- EXERCISE SET -
(a) The forum post on pylons lists several other senses of "pylon" that the writer is not using. List each of those senses.
(b) Retype part of the forum post on pylons, beginning at the words "This is the" and stopping after the words "plastic traffic cones.".

- SUPPLIED PASSAGE -

....

Pylons
Posted: 24 July 2008 08:23 AM   [ Ignore ]
RankRankRank
Total Posts:  178
Joined  2008-07-19

This is the query I actually joined the forum to post. (It’s not my first post because other interesting topics caught my fancy first!)

First of all let me make it clear that I am using ‘pylons’ in the current primary British sense of steel towers to support overhead electricity transmission lines. I’m not talking about things to support underwing stores on aircraft or features of ancient Egyptian architecture and I’m most definitely not talking about orange plastic traffic cones.

The curiosity I’m trying to understand is why ‘pylon’ is the standard British term for these things, used by everyone except the electricity supply industry, who call them ‘towers’. I do visualisation work for environmental assessments of power lines (amongst other things) with the result that I’m completely schizophrenic about this: I call them pylons colloquially and towers when I’m being technical. (For example, I might refer to “that pylon over there” but then be more specific and say that it’s “an L8 tower”.)

Most terms for new and unfamiliar objects in the visual environment tend to trickle into common use from the people who introduce them, but that seems not to be the case in this instance.

....

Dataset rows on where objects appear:

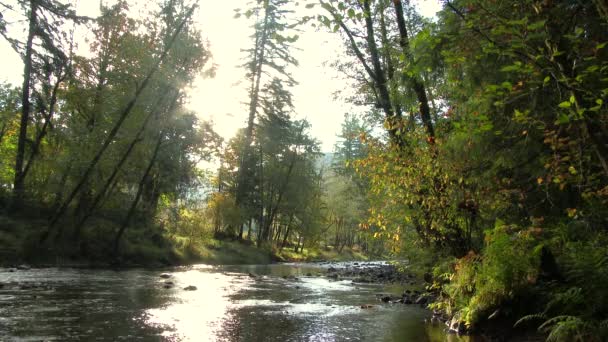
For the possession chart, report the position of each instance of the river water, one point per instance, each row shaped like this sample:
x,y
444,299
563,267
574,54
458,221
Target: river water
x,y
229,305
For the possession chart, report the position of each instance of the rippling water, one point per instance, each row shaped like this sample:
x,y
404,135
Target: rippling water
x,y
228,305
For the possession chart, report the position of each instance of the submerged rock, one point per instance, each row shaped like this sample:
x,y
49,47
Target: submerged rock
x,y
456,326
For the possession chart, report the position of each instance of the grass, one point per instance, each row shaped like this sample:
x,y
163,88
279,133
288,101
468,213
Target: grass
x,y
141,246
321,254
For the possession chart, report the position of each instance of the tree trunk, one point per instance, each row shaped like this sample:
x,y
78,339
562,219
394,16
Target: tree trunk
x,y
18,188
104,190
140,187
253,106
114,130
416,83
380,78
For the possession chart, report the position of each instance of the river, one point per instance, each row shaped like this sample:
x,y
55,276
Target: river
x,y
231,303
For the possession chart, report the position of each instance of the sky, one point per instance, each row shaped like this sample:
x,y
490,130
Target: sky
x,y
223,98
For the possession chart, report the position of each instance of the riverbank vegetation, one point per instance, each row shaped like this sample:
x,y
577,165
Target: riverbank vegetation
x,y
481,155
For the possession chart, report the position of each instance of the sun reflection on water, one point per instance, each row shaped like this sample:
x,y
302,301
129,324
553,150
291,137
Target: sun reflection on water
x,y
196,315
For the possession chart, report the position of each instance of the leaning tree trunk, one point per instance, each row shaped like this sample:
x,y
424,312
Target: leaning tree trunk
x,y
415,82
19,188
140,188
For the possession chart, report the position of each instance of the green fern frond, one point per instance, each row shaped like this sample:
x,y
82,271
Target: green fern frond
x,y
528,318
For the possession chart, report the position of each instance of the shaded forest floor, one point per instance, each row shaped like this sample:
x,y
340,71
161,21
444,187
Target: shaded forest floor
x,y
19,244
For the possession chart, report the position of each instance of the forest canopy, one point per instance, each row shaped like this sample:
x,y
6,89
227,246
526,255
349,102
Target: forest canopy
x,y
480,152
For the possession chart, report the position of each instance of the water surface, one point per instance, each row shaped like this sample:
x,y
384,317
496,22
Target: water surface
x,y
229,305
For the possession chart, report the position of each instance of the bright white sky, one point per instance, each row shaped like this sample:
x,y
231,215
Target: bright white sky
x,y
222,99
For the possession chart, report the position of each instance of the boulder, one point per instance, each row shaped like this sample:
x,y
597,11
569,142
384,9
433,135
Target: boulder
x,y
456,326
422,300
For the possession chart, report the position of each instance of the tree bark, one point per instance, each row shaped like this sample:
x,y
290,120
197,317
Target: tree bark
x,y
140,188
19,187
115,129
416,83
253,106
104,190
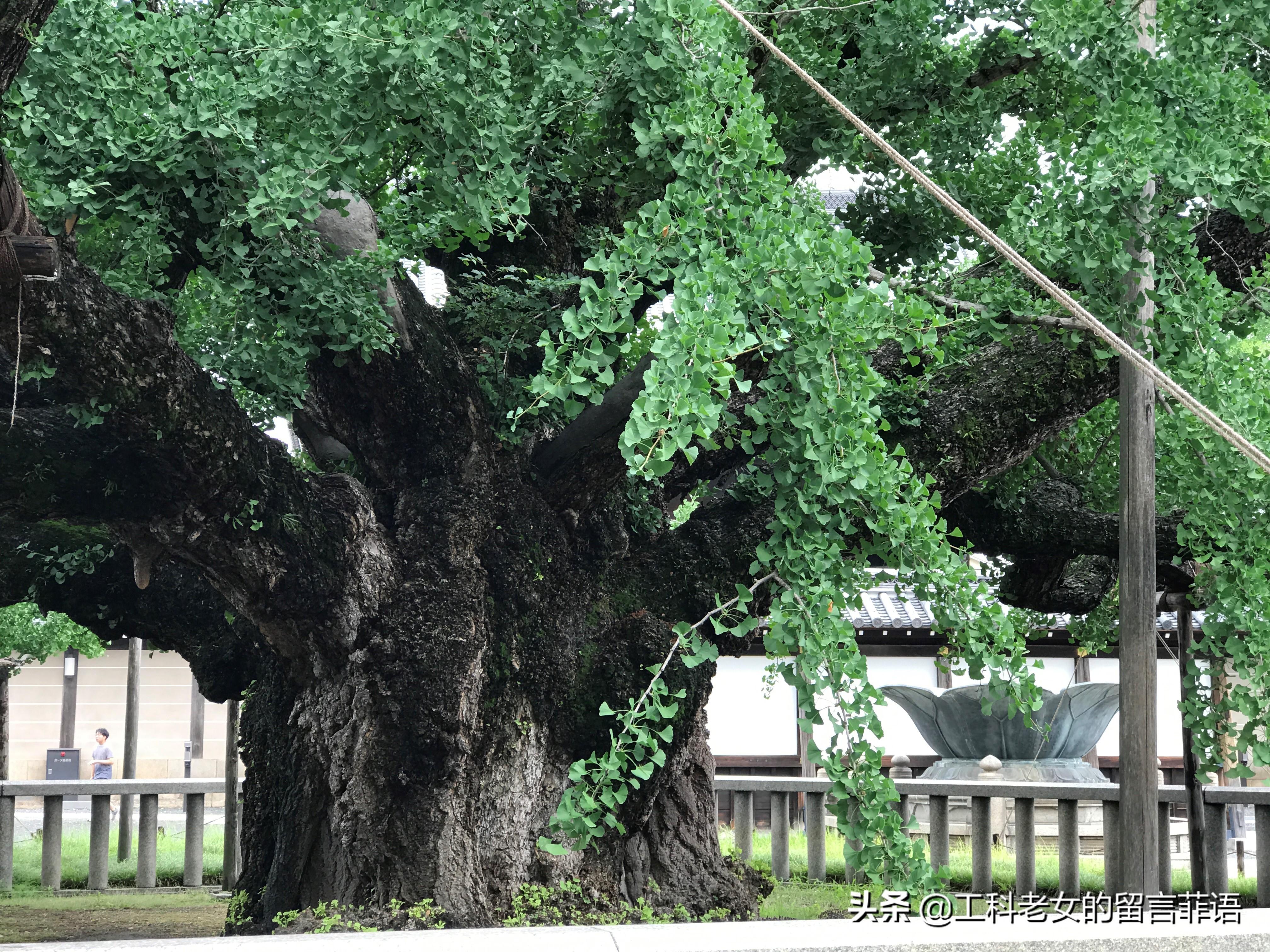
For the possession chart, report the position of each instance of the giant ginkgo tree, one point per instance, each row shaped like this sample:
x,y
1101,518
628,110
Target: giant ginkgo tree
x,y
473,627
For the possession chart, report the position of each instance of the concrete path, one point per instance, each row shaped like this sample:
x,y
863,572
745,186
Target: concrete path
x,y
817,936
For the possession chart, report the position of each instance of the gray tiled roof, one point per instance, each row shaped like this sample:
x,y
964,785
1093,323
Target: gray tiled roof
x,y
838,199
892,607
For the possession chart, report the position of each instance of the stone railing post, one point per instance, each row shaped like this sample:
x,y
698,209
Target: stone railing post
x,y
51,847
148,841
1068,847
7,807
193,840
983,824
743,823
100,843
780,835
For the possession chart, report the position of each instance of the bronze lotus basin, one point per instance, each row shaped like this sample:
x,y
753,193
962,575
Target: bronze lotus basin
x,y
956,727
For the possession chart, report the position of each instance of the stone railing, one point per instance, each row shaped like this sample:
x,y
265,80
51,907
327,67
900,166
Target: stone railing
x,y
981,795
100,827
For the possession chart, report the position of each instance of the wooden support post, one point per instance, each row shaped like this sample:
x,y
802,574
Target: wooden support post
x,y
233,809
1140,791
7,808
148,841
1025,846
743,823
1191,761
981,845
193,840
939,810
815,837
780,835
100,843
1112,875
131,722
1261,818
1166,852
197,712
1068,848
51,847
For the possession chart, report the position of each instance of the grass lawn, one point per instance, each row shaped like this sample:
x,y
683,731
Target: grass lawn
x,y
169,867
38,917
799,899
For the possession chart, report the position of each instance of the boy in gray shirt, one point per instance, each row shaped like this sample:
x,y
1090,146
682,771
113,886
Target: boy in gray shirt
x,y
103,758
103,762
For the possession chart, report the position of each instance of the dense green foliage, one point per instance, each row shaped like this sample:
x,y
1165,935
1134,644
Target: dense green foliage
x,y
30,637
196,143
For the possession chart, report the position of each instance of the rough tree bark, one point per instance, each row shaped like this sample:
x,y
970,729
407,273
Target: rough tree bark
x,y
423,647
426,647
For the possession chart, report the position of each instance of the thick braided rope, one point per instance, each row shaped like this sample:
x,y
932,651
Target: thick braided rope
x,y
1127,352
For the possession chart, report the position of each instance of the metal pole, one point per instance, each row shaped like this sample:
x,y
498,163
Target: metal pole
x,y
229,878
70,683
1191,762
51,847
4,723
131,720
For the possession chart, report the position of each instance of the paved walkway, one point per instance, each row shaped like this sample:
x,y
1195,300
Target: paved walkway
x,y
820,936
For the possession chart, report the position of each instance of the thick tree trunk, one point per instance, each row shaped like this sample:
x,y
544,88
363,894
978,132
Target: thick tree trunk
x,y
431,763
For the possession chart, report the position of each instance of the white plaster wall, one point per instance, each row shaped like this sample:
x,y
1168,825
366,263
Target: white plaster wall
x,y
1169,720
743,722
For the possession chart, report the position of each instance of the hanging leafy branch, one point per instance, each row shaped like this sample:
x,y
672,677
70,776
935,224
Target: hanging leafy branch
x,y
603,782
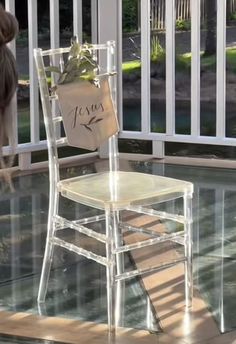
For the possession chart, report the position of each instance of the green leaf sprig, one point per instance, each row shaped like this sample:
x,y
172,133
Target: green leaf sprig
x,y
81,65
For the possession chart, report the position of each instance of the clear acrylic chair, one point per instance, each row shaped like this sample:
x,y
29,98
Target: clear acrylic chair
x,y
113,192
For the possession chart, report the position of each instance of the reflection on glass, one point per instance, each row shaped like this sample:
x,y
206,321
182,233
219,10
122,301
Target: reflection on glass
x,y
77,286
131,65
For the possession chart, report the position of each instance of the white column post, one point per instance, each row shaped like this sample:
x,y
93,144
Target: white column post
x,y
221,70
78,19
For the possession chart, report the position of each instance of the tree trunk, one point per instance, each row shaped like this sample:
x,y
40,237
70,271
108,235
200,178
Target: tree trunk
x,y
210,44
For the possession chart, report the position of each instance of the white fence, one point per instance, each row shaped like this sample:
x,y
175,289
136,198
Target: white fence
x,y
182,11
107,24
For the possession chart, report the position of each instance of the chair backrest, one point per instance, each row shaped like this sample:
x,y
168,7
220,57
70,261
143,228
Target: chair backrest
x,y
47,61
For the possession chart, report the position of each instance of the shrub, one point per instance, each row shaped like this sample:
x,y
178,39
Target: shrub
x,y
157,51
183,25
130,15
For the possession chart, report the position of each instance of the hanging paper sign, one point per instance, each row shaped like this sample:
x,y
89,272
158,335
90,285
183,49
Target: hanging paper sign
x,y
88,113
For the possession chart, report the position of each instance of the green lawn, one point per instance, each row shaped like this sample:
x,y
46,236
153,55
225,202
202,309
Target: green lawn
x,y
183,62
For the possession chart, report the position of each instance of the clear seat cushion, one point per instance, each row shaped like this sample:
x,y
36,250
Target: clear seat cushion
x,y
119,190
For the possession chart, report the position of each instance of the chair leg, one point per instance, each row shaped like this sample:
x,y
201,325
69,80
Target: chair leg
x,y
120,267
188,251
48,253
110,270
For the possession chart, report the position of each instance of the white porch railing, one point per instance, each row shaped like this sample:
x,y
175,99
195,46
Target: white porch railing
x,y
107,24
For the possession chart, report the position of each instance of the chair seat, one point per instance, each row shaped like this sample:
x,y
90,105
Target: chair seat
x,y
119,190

....

- TASK RESULTS -
(a)
- Things that support underwing stores on aircraft
- Features of ancient Egyptian architecture
- Orange plastic traffic cones

(b)
This is the query I actually joined the forum to post. (It’s not my first post because other interesting topics caught my fancy first!)

First of all let me make it clear that I am using ‘pylons’ in the current primary British sense of steel towers to support overhead electricity transmission lines. I’m not talking about things to support underwing stores on aircraft or features of ancient Egyptian architecture and I’m most definitely not talking about orange plastic traffic cones.